Can you extend the article on global private credit below, picking up after its last sentence?

-------- DOCUMENT SECTION

Global private credit offers Australian investors the opportunity to access deep, diverse, and mature international credit markets. What makes global private credit a compelling alternative and why is now the right time to invest?

A once in a generation opportunity? 

Conditions for floating rate private credit are the best they have been for a generation.

Rising interest rates and banking stress (in the US) led to a minor credit crunch. The full implications of the record increase in the cost of capital will continue to play out across the credit spectrum as the shifting gears of rate rises work through the real economy and credit markets.

Diverging conditions across global credit markets (both structural and cyclical) present a range of unique opportunities for non-bank lenders and investors.

Global private credit offers defensive portfolio diversification and robust characteristics to safeguard capital – asset collateral, security dynamics, bespoke structures, terms and covenants, equity and income buffers, control rights and triggers.

For Australian investors, it provides access to some of the best opportunities in specialty finance, and unique products currently not available in the domestic credit market.

How is global private credit different?

Credit markets operate within similar limits across global regions, although the maturity, depth, and range of securities on offer varies widely. In the US, despite familiar investment fundamentals, there are important structural differences compared with Australia’s relatively nascent (but rapidly expanding) private credit sector.

----------------
-------- INFORMATION PROVIDED

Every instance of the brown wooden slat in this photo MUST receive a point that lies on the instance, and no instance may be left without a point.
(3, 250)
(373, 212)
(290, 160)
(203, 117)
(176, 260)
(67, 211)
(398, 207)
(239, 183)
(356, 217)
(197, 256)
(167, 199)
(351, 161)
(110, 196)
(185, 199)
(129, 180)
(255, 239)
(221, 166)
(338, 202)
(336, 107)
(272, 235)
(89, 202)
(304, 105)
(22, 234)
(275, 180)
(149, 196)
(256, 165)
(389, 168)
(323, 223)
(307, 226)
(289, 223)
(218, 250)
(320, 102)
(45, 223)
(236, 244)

----------------

EXERCISE OUTPUT:
The US operates a vast, mature, and highly liquid credit market with considerable funding efficiency. Non-bank lenders account for 80% of the credit market in some segments.1 US credit markets are designed around an ‘originate to distribute’ model. Loan originators sell loans to third party funders (in exchange for fees) with no retention risk.

There is a vast array of US private credit products as well as a diverse selection of more niche asset types. In contrast, the domestic private credit market remains small, with non-bank lending accounting for a relatively minor, but fast-growing, proportion of overall credit in Australia.2

The full implication of the differences between US and Australian private credit markets varies depending on the type of credit, although the sheer size, complexity and liquidity in US credit provides significant scope in both traditional lending and specialty finance.

US credit markets in the spotlight

The US is the world’s largest private credit market; a vast, innovative, and mature asset class encompassing a wide range of traditional corporate lending, asset-backed lending, and specialty finance opportunities.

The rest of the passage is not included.